[Task description]
All of the data should be copied exactly, with the pictures left out.

[Data extracted from a collection]
BEGIN
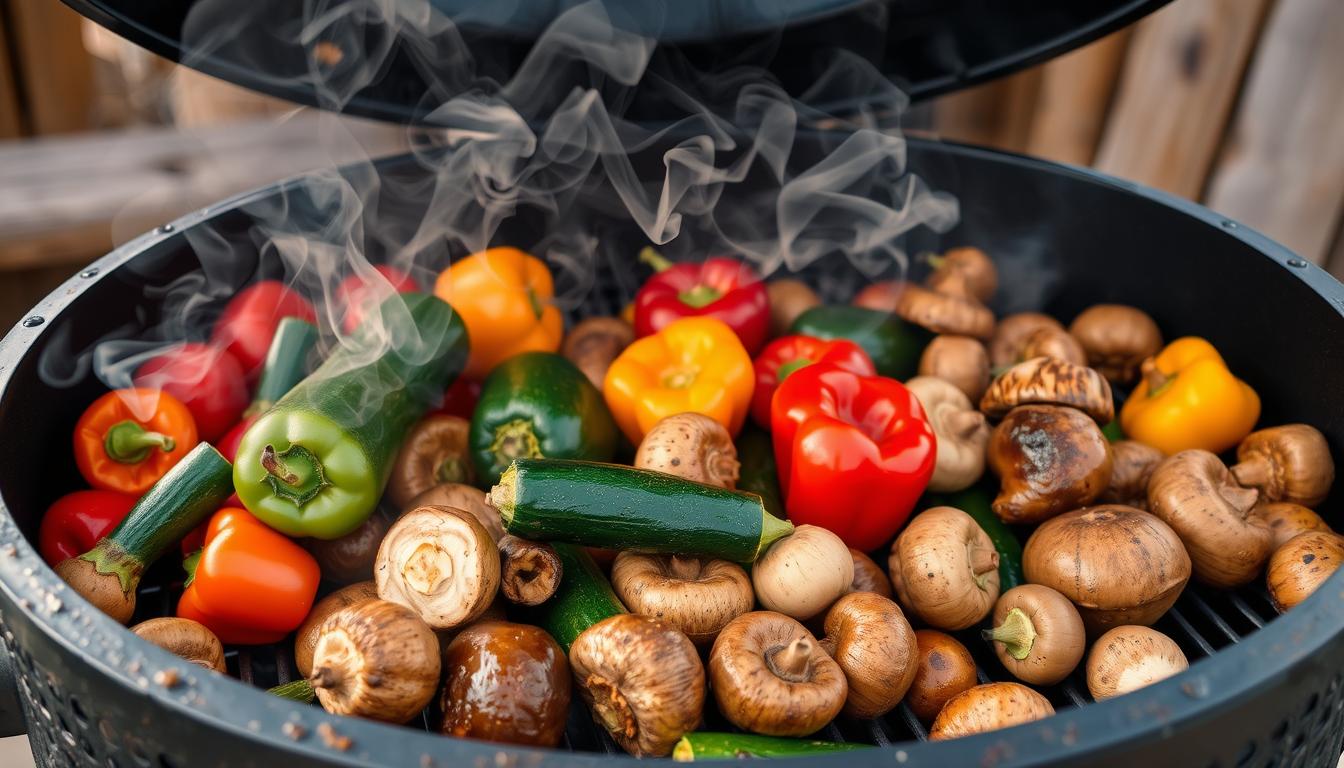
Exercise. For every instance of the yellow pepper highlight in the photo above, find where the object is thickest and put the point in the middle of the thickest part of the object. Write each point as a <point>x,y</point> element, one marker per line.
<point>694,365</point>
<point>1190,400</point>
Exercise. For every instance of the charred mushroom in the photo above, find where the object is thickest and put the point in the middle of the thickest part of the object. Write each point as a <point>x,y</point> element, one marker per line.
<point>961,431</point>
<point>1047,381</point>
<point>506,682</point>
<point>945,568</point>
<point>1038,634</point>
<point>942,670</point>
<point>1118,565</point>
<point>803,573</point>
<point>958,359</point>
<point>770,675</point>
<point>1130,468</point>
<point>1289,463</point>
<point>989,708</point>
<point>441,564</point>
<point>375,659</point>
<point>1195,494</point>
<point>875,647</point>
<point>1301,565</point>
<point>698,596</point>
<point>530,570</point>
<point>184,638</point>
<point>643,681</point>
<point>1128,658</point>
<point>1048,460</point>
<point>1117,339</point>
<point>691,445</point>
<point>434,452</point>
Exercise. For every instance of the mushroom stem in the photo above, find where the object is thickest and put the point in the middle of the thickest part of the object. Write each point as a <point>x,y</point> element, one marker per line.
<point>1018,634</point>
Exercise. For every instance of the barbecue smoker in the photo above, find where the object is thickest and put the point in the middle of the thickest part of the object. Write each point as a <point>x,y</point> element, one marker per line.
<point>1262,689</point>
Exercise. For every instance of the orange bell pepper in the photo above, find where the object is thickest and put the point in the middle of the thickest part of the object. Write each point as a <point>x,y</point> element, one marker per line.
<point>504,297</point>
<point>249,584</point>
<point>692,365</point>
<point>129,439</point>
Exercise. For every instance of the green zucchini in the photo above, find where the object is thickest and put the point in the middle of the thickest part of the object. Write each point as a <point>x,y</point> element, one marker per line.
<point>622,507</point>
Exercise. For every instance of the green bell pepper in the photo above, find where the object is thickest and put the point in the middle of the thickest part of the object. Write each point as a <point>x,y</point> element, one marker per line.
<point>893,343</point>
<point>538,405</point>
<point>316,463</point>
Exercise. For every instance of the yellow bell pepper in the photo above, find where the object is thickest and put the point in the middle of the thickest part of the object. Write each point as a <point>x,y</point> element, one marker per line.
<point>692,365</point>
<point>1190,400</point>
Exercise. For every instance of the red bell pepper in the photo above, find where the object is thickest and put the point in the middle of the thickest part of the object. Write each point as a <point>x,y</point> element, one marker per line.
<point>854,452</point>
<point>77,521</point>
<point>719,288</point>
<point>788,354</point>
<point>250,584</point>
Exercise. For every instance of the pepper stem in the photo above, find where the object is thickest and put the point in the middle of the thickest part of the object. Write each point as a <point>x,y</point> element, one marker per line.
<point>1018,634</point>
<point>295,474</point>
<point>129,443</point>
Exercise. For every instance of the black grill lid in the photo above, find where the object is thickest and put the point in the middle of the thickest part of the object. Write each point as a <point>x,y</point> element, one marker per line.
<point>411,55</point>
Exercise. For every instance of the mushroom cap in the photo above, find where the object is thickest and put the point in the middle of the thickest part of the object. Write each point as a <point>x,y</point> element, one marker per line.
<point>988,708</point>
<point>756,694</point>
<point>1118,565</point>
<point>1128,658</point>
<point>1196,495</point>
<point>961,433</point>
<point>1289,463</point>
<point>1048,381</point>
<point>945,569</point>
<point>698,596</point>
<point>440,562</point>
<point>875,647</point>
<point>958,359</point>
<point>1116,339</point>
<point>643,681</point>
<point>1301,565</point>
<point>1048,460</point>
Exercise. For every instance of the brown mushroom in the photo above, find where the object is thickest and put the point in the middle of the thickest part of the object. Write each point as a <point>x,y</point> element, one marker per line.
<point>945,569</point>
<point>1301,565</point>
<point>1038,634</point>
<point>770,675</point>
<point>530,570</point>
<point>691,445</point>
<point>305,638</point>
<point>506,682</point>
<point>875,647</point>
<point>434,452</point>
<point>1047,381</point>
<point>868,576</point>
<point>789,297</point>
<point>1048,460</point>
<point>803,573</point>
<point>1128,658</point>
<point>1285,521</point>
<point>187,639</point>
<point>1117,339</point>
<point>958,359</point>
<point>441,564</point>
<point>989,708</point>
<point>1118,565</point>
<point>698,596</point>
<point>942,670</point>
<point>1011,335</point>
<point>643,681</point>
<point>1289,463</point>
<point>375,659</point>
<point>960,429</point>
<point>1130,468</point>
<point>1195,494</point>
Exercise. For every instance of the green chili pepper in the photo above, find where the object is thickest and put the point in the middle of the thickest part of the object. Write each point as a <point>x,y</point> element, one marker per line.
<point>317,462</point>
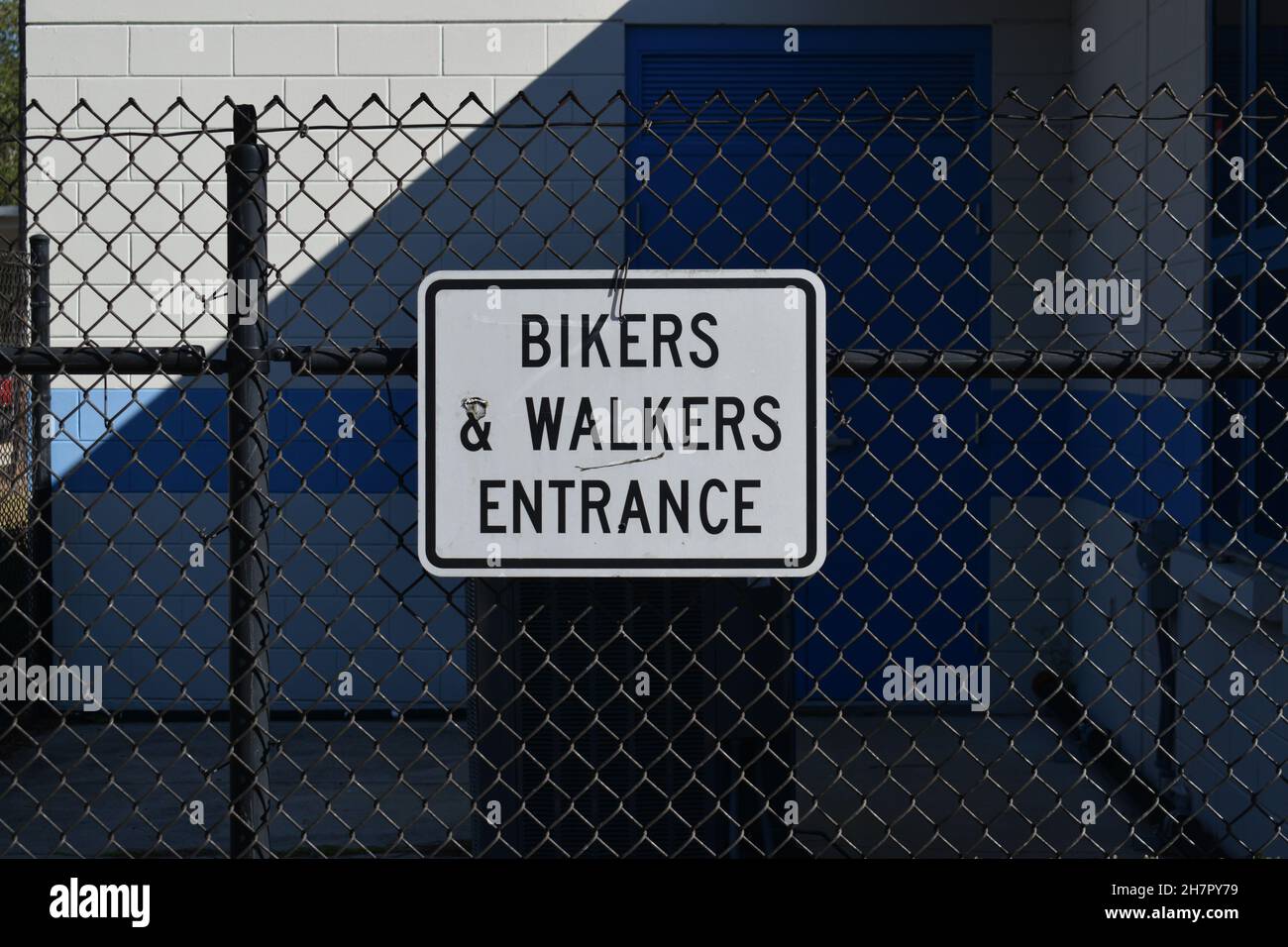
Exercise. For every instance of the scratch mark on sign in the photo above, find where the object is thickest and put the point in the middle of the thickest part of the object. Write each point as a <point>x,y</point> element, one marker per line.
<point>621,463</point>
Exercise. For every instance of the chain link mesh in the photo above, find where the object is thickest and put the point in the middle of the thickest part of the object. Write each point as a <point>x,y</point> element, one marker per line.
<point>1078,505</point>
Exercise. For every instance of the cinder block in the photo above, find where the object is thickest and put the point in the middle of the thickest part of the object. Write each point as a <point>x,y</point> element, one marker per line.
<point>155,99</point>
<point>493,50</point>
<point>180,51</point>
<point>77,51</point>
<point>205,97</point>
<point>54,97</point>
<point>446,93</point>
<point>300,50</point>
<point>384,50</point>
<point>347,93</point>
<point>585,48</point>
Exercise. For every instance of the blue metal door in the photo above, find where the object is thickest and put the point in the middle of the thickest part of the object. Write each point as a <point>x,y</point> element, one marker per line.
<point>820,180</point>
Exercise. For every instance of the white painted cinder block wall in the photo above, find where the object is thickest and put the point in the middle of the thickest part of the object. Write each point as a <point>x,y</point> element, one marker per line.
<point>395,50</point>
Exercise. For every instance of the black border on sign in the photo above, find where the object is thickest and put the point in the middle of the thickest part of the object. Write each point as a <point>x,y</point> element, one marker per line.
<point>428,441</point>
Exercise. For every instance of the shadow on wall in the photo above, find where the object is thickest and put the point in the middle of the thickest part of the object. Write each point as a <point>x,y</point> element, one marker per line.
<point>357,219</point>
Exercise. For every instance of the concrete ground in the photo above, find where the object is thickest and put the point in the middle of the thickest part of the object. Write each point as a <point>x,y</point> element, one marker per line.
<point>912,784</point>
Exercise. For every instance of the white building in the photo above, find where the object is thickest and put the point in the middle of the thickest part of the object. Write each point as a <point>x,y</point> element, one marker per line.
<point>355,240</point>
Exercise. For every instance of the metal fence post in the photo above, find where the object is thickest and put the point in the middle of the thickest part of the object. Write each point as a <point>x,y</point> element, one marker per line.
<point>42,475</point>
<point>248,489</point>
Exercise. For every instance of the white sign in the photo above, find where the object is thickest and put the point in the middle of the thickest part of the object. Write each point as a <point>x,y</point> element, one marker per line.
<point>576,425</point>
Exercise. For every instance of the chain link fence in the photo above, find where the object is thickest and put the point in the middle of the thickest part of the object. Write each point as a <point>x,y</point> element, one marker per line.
END
[Response to the task]
Exercise. For every instance of the yellow pepper highlight in the photo above, find where the object is thickest and put the point in the middle of the thickest part of the object. Write each point as a <point>x,y</point> element, one marker per line.
<point>694,365</point>
<point>1190,400</point>
Exercise. For every instance of the charred mushroom in the photo above, find where the object is thickest and put the point in the middle of the thickest part of the object. Write each point as a <point>x,y</point> element, one marker per line.
<point>961,431</point>
<point>1047,381</point>
<point>506,682</point>
<point>945,568</point>
<point>1038,634</point>
<point>942,670</point>
<point>1118,565</point>
<point>803,573</point>
<point>958,359</point>
<point>770,675</point>
<point>1130,468</point>
<point>1289,463</point>
<point>989,708</point>
<point>441,564</point>
<point>375,659</point>
<point>1195,494</point>
<point>875,647</point>
<point>1301,565</point>
<point>698,596</point>
<point>530,570</point>
<point>184,638</point>
<point>643,681</point>
<point>1128,658</point>
<point>1048,460</point>
<point>1117,339</point>
<point>691,445</point>
<point>434,452</point>
Exercise. For every instance of the mushroom stem in the photo above, find where the object is thickest and put the point in the middle of the thickest part of the object. Write each point as a <point>x,y</point> element, one marker per line.
<point>1018,634</point>
Exercise. For every instance of the barbecue smoker in the photo above, find where the object is thickest and put the point in the middle of the thickest part of the object. Write each point as a <point>x,y</point> element, one marker per line.
<point>1262,689</point>
Exercise. For every instance of the orange bell pepper in the photo above, find where the object is thickest and put the point in the middle of the thickest part of the object. Write each point as a <point>x,y</point> element, one marker per line.
<point>504,297</point>
<point>249,584</point>
<point>692,365</point>
<point>129,439</point>
Exercise. For every instance of the green zucchini in the photo above, find where the object is thickest and put the point in the middle of the thickest part of the object. Write each point as a <point>x,y</point> element, one marker per line.
<point>622,507</point>
Exercise. For every instance of the green bell pepper in the photo above, find where the object is thickest and put the point in the middle of the thickest part of the object. Write each point as a <point>x,y</point> element, one marker per line.
<point>893,343</point>
<point>538,405</point>
<point>316,463</point>
Exercise. For every instance of the yellow bell pepper in the photo above, find where the object is thickest and put the point in the middle of the thickest part of the object. Write each point as a <point>x,y</point> element, one marker per line.
<point>692,365</point>
<point>1190,400</point>
Exercise. For every instance of the red bell pepper in the photo above, find where the object is thickest and put the point in the middle of the thickest part of the object. Write each point as a <point>x,y</point> element, one marker per line.
<point>854,452</point>
<point>77,521</point>
<point>719,288</point>
<point>788,354</point>
<point>250,584</point>
Exercise. For every instance of the pepper stem in the photo above, find where the object is thickest and put the point in the middle of the thickest part of the object. Write each point as a <point>x,y</point> element, one marker per line.
<point>1018,634</point>
<point>295,474</point>
<point>129,443</point>
Exercise. For every instance of the black grill lid in the photo above, find where the object is thickest and put the point in the middle of the thickest part of the object. Write each point as a <point>x,y</point> element, one marker per line.
<point>411,55</point>
Exercise. For every instance of the mushroom cap in the photo above, find where the object is thickest and put the point in the middle of the thickest part of the object. Write each point as a <point>x,y</point> element, one marker per line.
<point>988,708</point>
<point>756,694</point>
<point>1118,565</point>
<point>1128,658</point>
<point>1196,495</point>
<point>961,433</point>
<point>1289,463</point>
<point>1048,381</point>
<point>945,569</point>
<point>698,596</point>
<point>440,562</point>
<point>875,647</point>
<point>958,359</point>
<point>1116,339</point>
<point>643,681</point>
<point>1301,565</point>
<point>1048,460</point>
Exercise. For every instance of the brown mushroom in the photo above, find where the object is thickest and put the point in the middle of the thickest part of the object. Write each point as a <point>x,y</point> element, one marker per line.
<point>945,569</point>
<point>1301,565</point>
<point>1038,634</point>
<point>770,675</point>
<point>530,570</point>
<point>691,445</point>
<point>305,638</point>
<point>506,682</point>
<point>875,647</point>
<point>434,452</point>
<point>1047,381</point>
<point>868,576</point>
<point>789,297</point>
<point>1048,460</point>
<point>803,573</point>
<point>1128,658</point>
<point>1285,521</point>
<point>187,639</point>
<point>1117,339</point>
<point>958,359</point>
<point>441,564</point>
<point>989,708</point>
<point>1118,565</point>
<point>698,596</point>
<point>942,670</point>
<point>1011,335</point>
<point>643,681</point>
<point>1289,463</point>
<point>375,659</point>
<point>960,429</point>
<point>1130,468</point>
<point>1195,494</point>
Exercise. For every instance of the green chili pepper in the photo above, find where the object is thickest and put the point in the middle of the thickest part of the object. Write each point as a <point>x,y</point> element, one marker per line.
<point>317,462</point>
Exercise. For every instance of the scratch mark on sign in the photo above, find where the object is thickest and put the point in the middle of the thickest part of the object. Write each point as a <point>x,y</point> element, one marker per line.
<point>621,463</point>
Exercise. For every instance of the chain link mesh in the photo above, find where the object is thickest and put the point in the middle of the thickest part of the object. Write each point as a <point>x,y</point> element, one marker per line.
<point>1078,505</point>
Exercise. For every instance of the cinder block in the photo above, find where the object is thickest and put the point in the middle of the thickest part of the object. Write each point as a <point>x,y</point> element, one marker per line.
<point>155,99</point>
<point>493,50</point>
<point>180,51</point>
<point>77,51</point>
<point>205,97</point>
<point>54,97</point>
<point>446,93</point>
<point>300,50</point>
<point>384,50</point>
<point>347,93</point>
<point>585,48</point>
Exercise. For every instance of the blue metal door in the photo above, find where the object is thickest and put the point in the middle of the thickest part of the object. Write each point as a <point>x,y</point> element, one marker per line.
<point>820,180</point>
Exercise. For every instance of the white painted cinder block wall in the photo above, find where the object is thickest and put the point in the middle of the thickest part of the object. Write each point as a <point>x,y</point> element, one marker per line.
<point>395,50</point>
Exercise. For every instance of the black border on sign in the photo above, find where the object is thickest and put the point in the middle of the thickest part of the object. Write each point as a <point>x,y</point> element, one marker per line.
<point>428,441</point>
Exercise. For every instance of the shadow on wall in the photo above, find where the object is thickest and put the point in the middle of the thickest part of the object. Write each point as a <point>x,y</point> element, one marker per line.
<point>357,219</point>
Exercise. For every instance of the concrete ground in the photo above, find where the object is thickest and put the point in the middle of the thickest part of the object. Write each point as a <point>x,y</point> element, one marker per line.
<point>912,784</point>
Exercise. For every instance of the white building in the photo above, find where the object is thickest and put the point in the middle of the thickest part of the object. Write each point as a <point>x,y</point> element, one marker per line.
<point>355,240</point>
Exercise. For every instance of the metal fence post in the photo above, find where the object is thickest and put the point in the middle of the thickest part of the object. Write each point as a <point>x,y</point> element, one marker per line.
<point>42,475</point>
<point>248,489</point>
Exercise. For every instance of the white sign in the photo above, find where the object is thickest and put the point in the middle of the thickest part of the object. Write each point as a <point>x,y</point> element, one marker per line.
<point>576,425</point>
Exercise. For every instance of the chain link fence in the photo above, find where the object is thickest and put the point in the middle of the thickest part of the object. Write each point as a <point>x,y</point> element, one marker per line.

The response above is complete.